(Given text):
※ ※ ※

Archives Discussions

levyfan · ‎09-17-2012

We encounter memory leak problems and the app profiler can't help. (we simply use windows resource monitor.)

A test code sample is given and the code structure is simple:

cl_kernel memset;

cl_command_queue Q1, Q2;

for(;;) {

cl_event Q1_evt[51];

cl_event Q2_evt[50];

clEnqueueNDRangeKernel(Q1, memset, ..., 0, NULL, &Q1_evt[0]);

for (int iter = 0; iter < 50; iter++) {

clEnqueueNDRangeKernel(Q2, memset, ..., 1, &Q1_evt[iter], &Q2_evt[iter]);

clEnqueueNDRangeKernel(Q1, memset, ..., 1, &Q2_evt[iter], &Q1_evt[iter+1]);

}

for (int i=0; i<50; i++) {

clReleaseEvent(Q1_evt);

clReleaseEvent(Q2_evt);

}

clReleaseEvent(Q1_evt[50]);

clFinish(Q1);

clFinish(Q2);

}

it is a twisted waiting structure that Q1 waits for Q2 and vise versa.

i guess clReleaseEvent() may not function right, so i create a thread here: http://devgurus.amd.com/message/1283971

my environment:

HD 7970, APP SDK 2.7, Catalyst 12.6 Beta (8.98-120522a-139735E-ATI), win7 64bit

Wenju · ‎09-18-2012

Hi levyfan,

You used for(;;){}, why? And I think the inner loop is ok.

levyfan · ‎09-18-2012

You can change it to something like " for(int k=0; k<1000; k++){} ".

In win7 resource monitor, we find that the program memory usage grows quickly and never goes down.

Wenju · ‎09-18-2012

for(;;) {
cl_event Q1_evt[51];
cl_event Q2_evt[50];

clEnqueueNDRangeKernel(queue, memset, 1, NULL, &n, NULL, 0, NULL, &Q1_evt[0]);
error = clFlush(queue);
   if (error != CL_SUCCESS)

※ ※ ※

(Material supplied):

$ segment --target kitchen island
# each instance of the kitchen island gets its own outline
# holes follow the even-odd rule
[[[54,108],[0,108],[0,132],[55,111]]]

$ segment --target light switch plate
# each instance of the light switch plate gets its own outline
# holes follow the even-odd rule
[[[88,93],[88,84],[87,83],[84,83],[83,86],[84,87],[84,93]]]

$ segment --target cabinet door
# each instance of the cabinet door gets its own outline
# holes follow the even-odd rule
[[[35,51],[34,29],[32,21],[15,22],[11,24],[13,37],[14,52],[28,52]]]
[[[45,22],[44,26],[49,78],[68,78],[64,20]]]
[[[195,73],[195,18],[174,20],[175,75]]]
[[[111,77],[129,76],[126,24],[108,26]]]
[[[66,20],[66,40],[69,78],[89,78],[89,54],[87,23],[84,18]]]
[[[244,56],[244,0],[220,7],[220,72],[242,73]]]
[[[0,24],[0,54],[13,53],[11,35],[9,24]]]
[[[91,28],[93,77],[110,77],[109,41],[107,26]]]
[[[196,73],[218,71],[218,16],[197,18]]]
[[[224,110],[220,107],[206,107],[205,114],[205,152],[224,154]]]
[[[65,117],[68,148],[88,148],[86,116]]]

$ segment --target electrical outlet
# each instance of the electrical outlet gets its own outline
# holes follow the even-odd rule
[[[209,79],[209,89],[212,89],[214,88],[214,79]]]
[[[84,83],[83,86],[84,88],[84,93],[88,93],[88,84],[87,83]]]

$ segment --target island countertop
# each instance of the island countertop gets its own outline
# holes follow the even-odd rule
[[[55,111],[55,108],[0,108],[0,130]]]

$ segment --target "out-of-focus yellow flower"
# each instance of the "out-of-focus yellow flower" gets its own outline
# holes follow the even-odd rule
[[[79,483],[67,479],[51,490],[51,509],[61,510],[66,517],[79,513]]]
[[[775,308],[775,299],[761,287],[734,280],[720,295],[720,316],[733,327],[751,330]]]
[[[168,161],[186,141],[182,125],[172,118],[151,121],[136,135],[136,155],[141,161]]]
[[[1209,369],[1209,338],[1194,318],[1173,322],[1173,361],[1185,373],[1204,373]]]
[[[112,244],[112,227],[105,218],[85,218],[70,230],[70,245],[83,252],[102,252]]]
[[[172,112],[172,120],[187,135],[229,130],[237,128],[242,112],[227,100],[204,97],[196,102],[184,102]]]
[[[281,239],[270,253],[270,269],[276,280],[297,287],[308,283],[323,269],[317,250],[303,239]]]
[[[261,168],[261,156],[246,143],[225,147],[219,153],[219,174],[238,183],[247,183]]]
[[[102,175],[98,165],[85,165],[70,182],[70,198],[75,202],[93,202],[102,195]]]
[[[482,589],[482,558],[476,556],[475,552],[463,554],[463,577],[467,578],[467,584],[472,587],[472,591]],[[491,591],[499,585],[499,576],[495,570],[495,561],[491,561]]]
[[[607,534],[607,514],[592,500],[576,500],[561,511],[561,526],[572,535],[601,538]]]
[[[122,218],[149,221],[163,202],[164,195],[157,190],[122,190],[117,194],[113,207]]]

※ ※ ※

(Instructions for the task): Write out the whole forum thread about the OpenCL memory leak word for word, from its first line to its last.

(The answer):
Archives Discussions

levyfan · ‎09-17-2012

We encounter memory leak problems and the app profiler can't help. (we simply use windows resource monitor.)

A test code sample is given and the code structure is simple:

cl_kernel memset;

cl_command_queue Q1, Q2;

for(;;) {

cl_event Q1_evt[51];

cl_event Q2_evt[50];

clEnqueueNDRangeKernel(Q1, memset, ..., 0, NULL, &Q1_evt[0]);

for (int iter = 0; iter < 50; iter++) {

clEnqueueNDRangeKernel(Q2, memset, ..., 1, &Q1_evt[iter], &Q2_evt[iter]);

clEnqueueNDRangeKernel(Q1, memset, ..., 1, &Q2_evt[iter], &Q1_evt[iter+1]);

}

for (int i=0; i<50; i++) {

clReleaseEvent(Q1_evt);

clReleaseEvent(Q2_evt);

}

clReleaseEvent(Q1_evt[50]);

clFinish(Q1);

clFinish(Q2);

}

it is a twisted waiting structure that Q1 waits for Q2 and vise versa.

i guess clReleaseEvent() may not function right, so i create a thread here: http://devgurus.amd.com/message/1283971

my environment:

HD 7970, APP SDK 2.7, Catalyst 12.6 Beta (8.98-120522a-139735E-ATI), win7 64bit

Wenju · ‎09-18-2012

Hi levyfan,

You used for(;;){}, why? And I think the inner loop is ok.

levyfan · ‎09-18-2012

You can change it to something like " for(int k=0; k<1000; k++){} ".

In win7 resource monitor, we find that the program memory usage grows quickly and never goes down.

Wenju · ‎09-18-2012

for(;;) {
cl_event Q1_evt[51];
cl_event Q2_evt[50];

clEnqueueNDRangeKernel(queue, memset, 1, NULL, &n, NULL, 0, NULL, &Q1_evt[0]);
error = clFlush(queue);
   if (error != CL_SUCCESS)